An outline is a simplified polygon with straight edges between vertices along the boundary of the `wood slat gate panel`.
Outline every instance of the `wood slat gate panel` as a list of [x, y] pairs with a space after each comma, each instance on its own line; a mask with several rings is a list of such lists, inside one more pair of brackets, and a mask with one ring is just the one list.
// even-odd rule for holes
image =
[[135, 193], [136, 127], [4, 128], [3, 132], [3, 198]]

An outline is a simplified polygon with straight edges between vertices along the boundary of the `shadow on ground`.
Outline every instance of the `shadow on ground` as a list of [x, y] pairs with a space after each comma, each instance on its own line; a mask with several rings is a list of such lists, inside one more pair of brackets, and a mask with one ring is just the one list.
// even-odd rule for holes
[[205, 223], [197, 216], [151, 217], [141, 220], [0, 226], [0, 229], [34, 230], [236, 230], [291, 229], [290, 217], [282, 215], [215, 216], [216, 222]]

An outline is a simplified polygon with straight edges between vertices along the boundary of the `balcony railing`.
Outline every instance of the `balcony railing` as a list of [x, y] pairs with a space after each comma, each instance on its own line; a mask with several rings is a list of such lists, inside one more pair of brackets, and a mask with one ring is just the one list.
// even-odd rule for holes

━━━━━━━━

Please copy every row above word for word, with nothing changed.

_RESPONSE TO THE TASK_
An outline is a simplified polygon with straight edges between vertices along the boundary of the `wood slat gate panel`.
Outline every instance of the `wood slat gate panel` as a list of [x, y] pairs with a space after each comma, each instance on its own line; a mask with several rings is a list of such lists, inside one more pair of brackets, and a mask with one ring is just the one list.
// even-odd rule for holes
image =
[[135, 193], [136, 127], [4, 128], [3, 132], [3, 198]]

An outline is a simplified polygon with straight edges between vertices along the boundary of the `shadow on ground`.
Outline every instance of the `shadow on ground` as a list of [x, y] pairs with a space after each comma, each instance on its own line; a mask with several rings is a list of such lists, inside one more pair of brackets, and a mask with one ring is just the one list.
// even-odd rule for holes
[[205, 223], [197, 216], [151, 217], [141, 220], [0, 226], [0, 229], [34, 230], [236, 230], [291, 229], [290, 217], [282, 215], [215, 216], [216, 222]]

An outline is a simplified polygon with straight edges between vertices along the boundary of the `balcony railing`.
Outline every instance of the `balcony railing` as a list of [x, y] pairs with a space after each comma, each instance on its own line; a mask with several rings is a list of such lists, inside one more pair of brackets, and a mask with one ring is just the one list.
// even-odd rule for holes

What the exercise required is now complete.